Task:
Carry on the book introduction about evidence systems below, picking up right after its final sentence.

Passage to read:
She searches reschedule. One match. She searches moved. None. She searches can't make it. Six matches, none from the agency. She flips through pages of conversations by hand. Her client watches her, and the clock, and the judge.

Time runs out.

The expert's testimony stands. The parent's testimony to the contrary stands without corroboration. The proceeding moves forward on the record as it now exists, which is a record in which seventeen visits were missed and the parent was not, in any sense the law recognizes, present in the child's life.

This book is not about that proceeding.

This book is about a quieter fact. The text messages were on the phone the whole time. The agency's records, parsed correctly and searched correctly, would have shown the rescheduling. So would the parent's email, which contained automated calendar updates from the agency's scheduling system. So would the parent's calendar, which had been updated each time the new appointment was offered. The truth was distributed across six private systems, none of which spoke to any of the others, and fifteen minutes was not enough time, by any human or any tool the parent had access to, to assemble it.

This is a problem of engineering.

It is also a problem of law. And of journalism. And of the regulators who will, in the next decade, decide what evidence may be machine-assembled and what burden of disclosure attaches to it. And of every person whose digital life has accumulated, over the past decade, into a corpus larger than they can read, which is, by now, almost everyone.

Solving it requires three things to hold together at once.

The corpus must be comprehensive — every record the case might turn on has to be in the system, demonstrably and exhaustively. It must be accurate — the system's interpretation of what each record says must be correct in a sense an attorney or auditor can defend on the record. And it must be verifiable — every output the system produces must be checkable, by an outside party, without trusting either the system or its operator.

Every existing tool achieves one or two of these. None of them, until recently, achieved all three.

This book is about the discipline that does. The discipline has a name — the Canon — and a technical specification, and a reference implementation, and a set of cryptographic primitives borrowed from twenty years of work on signed-software supply chains and content authenticity. None of that vocabulary will be necessary in the first few pages. By the end you will know all of it.

What you will also know, at the end, is what to do the next time you walk into a room with fifteen minutes and a phone full of evidence and a judge looking at you over half-moon glasses.

You will not be the parent's attorney that afternoon. You will be the person who built the system that, three years earlier, would have made that afternoon a different one.


This book has five readers, and you are at least one of them.

You may be a software engineer — a builder of systems — and the material in this book is your craft. You will read every chapter and do every lab. The book will give you a working architecture for evidence systems, the cryptographic primitives that make them defensible, and the discipline (gap disclosure, applied-and-declined challenges, falsifiability without issuer cooperation) that is, today, almost completely absent from the software industry's normal practice.

Record excerpts:
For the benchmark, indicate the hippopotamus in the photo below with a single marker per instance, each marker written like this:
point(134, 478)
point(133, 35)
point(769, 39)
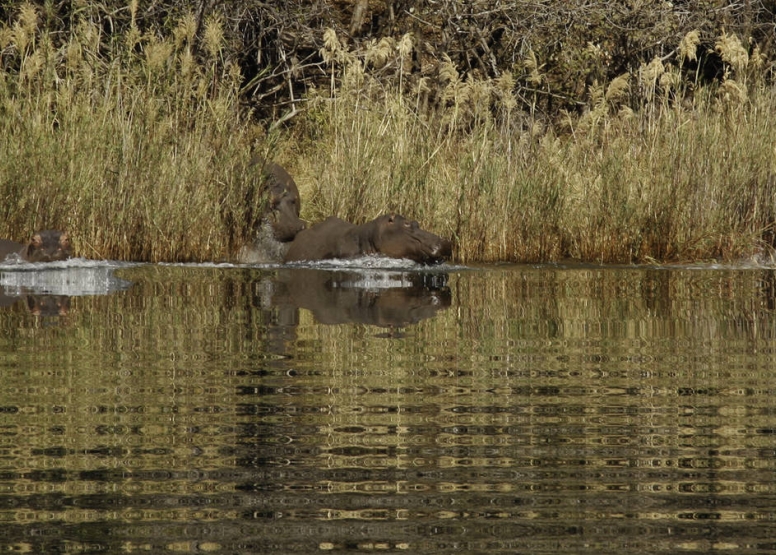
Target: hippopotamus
point(280, 222)
point(389, 235)
point(283, 202)
point(45, 246)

Exercise response:
You may be a lawyer, a judge, a regulator, an auditor, on whose desk these systems are starting to land as evidence and exhibits and expert reports. You don't have to learn the cryptography. You will read the framings, the worked examples, the legal appendices, and the sidebars that explain what to ask of the engineer who built the system in front of you. By the end you will know the questions a court should ask of machine-generated evidence, and how to evaluate the answers.

You may be a journalist or a researcher working with private archives — FOIA productions, leaks, oral-history corpora, whistleblower documents — that conventional tools cannot index reliably. The vocabulary in this book is yours; the techniques are yours; you may finish it having decided to build a small Meridian of your own. The chapter on the Investigator's reading path tells you which sections to focus on.

You may be a policymaker or a standards staffer, watching as the courts, the agencies, and the legislatures begin to grapple with what evidence means when an AI is in the loop. This book is the engineering brief that, until now, has been missing from your committee record. The chapters on FRE 901, FRE 707, the Daubert framework, and the EU AI Act overlay are written for you. So is the chapter on the Admissibility Auditor — a deterministic check that organizes the questions a court must ask, into a form a court can act on.

You may, finally, be the person whose evidence the system handles. A pro-se litigant. A subject of an investigation. The beneficiary of an estate. A person whose private records are being decided over by people who have not read them. The book does not promise you an outcome. It promises you the vocabulary to ask the right questions of the people who will: was the system that produced this exhibit verifiable without the issuer's help? what challenges did it apply, and which did it decline, and why? if it makes a claim about my conduct, where in the artifact does the falsifier live?

A book that addresses all five of you is unusual because the discipline it teaches has no existing constituency — engineers do not yet know they are responsible for it, lawyers do not yet know how to ask for it, journalists do not yet know it is available, and the affected do not yet know the language to demand it.

The constituency is forming. Forming it requires that all five of you read the same volume.


Three observations carried me, over five years, to writing this book.

The first is that an extraordinary fraction of contested factual disputes — civil, criminal, regulatory, journalistic — now turns on records that exist only in private digital systems. Email, instant messages, voice notes, GPS breadcrumbs, payment ledgers. We do not have the procedural infrastructure for handling these records that the paper-records era took two centuries to build. The bonded document examiner. The notary. The clerk of court. The sealed envelope.

The second is that AI-assisted retrieval is both indispensable and unverifiable. Indispensable because no human will ever again read the seven hundred thousand items in a typical decade-old digital archive. Unverifiable because no human, certainly no judge or jury, can meaningfully introspect what a 137-million-parameter neural network does when it ranks a document third instead of seventeenth.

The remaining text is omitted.